▸ **Exercise task 1**: In the forum thread about a knitting personality test, what did minniemo order that is also shown in the results?
+ + + +
# Knitting personality test!



## knezmom (Aug 21, 2012)

http://www.knittingbrain.com/personality.php


----------



## BrandySears (Feb 4, 2013)

My Results: The Logical Knitter


----------



## Kathie (Mar 29, 2011)

I'm a logical knitter.


----------



## knezmom (Aug 21, 2012)

I'm a Contented Knitter. I like any situation I can be described as content...


----------



## jumbleburt (Mar 10, 2011)

I'm also a logical knitter.


----------



## Helgajr1 (Feb 14, 2012)

ok my results , artistic knitter..i can go with that LOLOL


----------



## Frogger (Sep 6, 2012)

I am a logical knitter!! Live long and prosper!! LOL!


----------



## Stablebummom (Dec 5, 2011)

contented knitter


----------



## shel01 (Feb 23, 2013)

Also logical knitter


----------



## caroleann40 (Nov 18, 2012)

Logical


----------



## Cathryn 2ed (Feb 1, 2011)

Logical


----------



## Vole61 (Sep 7, 2012)

Artistic knitter, not surprised as Im very good at crafts even if I say it myself


----------



## jknitty (Dec 26, 2012)

artistic knitter= me lol these tests are fun they don't usually come out true for me but this one did


----------



## MissAppleBlossom (Nov 29, 2011)

I'm a contented knitter. Very true.


----------



## skmcgee287 (Oct 27, 2012)

I'm logical


----------



## lifeline (Apr 12, 2011)

Another Logical here...


----------



## minniemo (Apr 23, 2011)

I am supposed to be an Artistic Knitter. It is really odd as I ordered a copy of Knit Swirl, which is shown in the results. The only thing now is to pluck up the courage to start knitting from it.


----------



## grandday (Apr 15, 2011)

logical


----------



## jgarrett28 (May 6, 2012)

I am contented!!!I knew that!!!!!


----------



## Katsch (Mar 15, 2011)

Logical knitter!


----------



## knittinginma (Dec 3, 2012)

I have only been knitting for a year and was delighted to knows that I am the "happiest of knitters, a contented knitter."


----------



## DeeDeeF (Mar 29, 2011)

Logical , of course!


----------



## HappyKnitting (Feb 26, 2012)

Logical!


----------



## franci6810 (Dec 18, 2012)

I'm logical.


----------



## Keeweegirl (Oct 3, 2012)

Contented for me!


----------



## Mare (Jan 19, 2011)

Another artistic knitter...


----------



## darowil (Apr 17, 2011)

Not sure I agree with me as an artistic knitter- though the only reason I haven't ordered the Knit Swirl is becuase I have a very similar pattern already!


----------



## Joy8753 (Jan 1, 2013)

I'm an Artistic knitter, so glad


----------



## busyworkerbee (May 6, 2012)

The Contented Knitter


----------



## nissa (Jan 5, 2013)

I'm a contented knitter, which is very true, I do knit just for the enjoyment of doing so


----------



## Deefercrafts (Feb 26, 2013)

I'm an Artistic Knitter. Not surprised really considering I spend most of my time doing various Crafts LOL


----------



## 22401 (May 27, 2011)

Contented knitter, very appropriate!


----------



## ria1 (Jun 15, 2011)

Im an artistic knitter (my birthsign is Pisces = artistic!)
+ + + +
▸ **Exercise task 2**: Count the lines of the listing that contain the word "cobblestone", treating case as significant. Give only the number.

▸ **Entries provided**:
+ + + +
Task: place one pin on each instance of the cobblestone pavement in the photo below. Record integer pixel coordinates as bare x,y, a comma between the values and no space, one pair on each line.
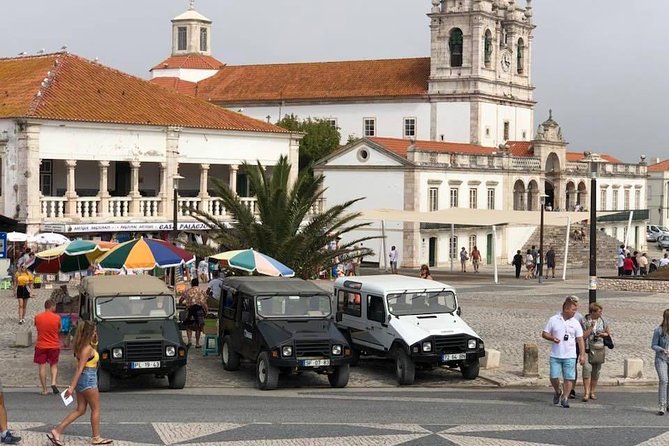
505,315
+ + + +
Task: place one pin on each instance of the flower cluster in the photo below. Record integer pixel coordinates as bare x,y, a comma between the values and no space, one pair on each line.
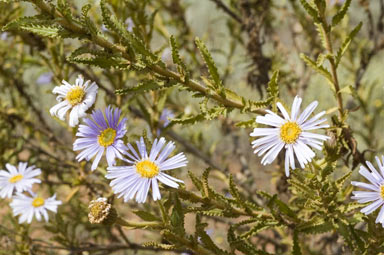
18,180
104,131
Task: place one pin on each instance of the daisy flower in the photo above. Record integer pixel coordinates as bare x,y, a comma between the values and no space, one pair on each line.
+ + + +
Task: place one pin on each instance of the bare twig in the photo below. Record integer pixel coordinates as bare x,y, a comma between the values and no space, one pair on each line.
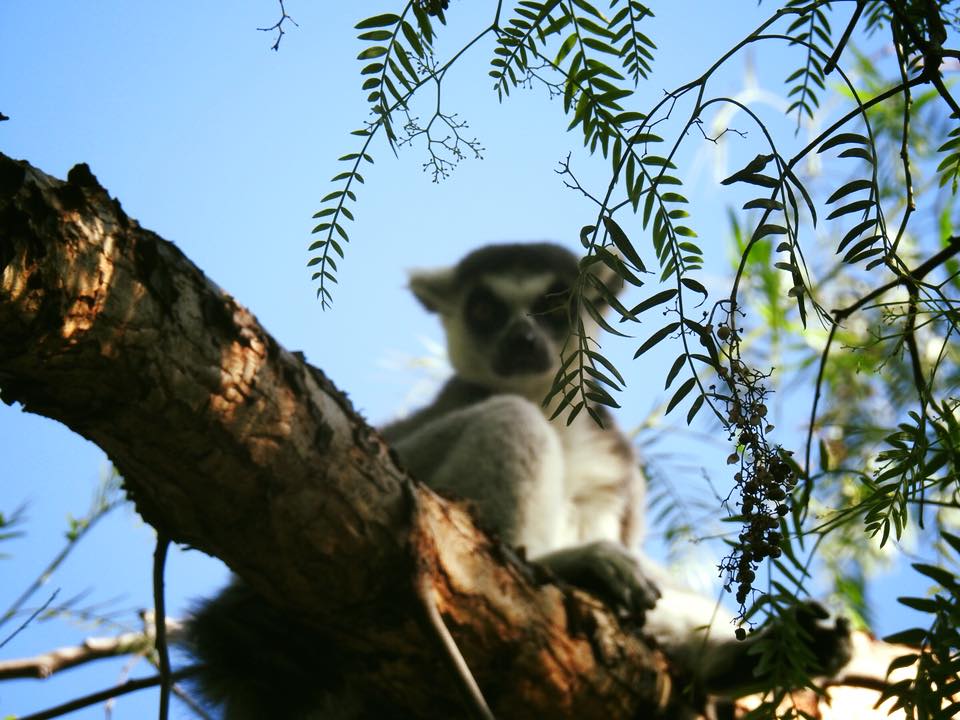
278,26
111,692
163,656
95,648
+ + + +
▸ **Right answer 1**: A copy of Knit Swirl.

▸ **Right answer 2**: 1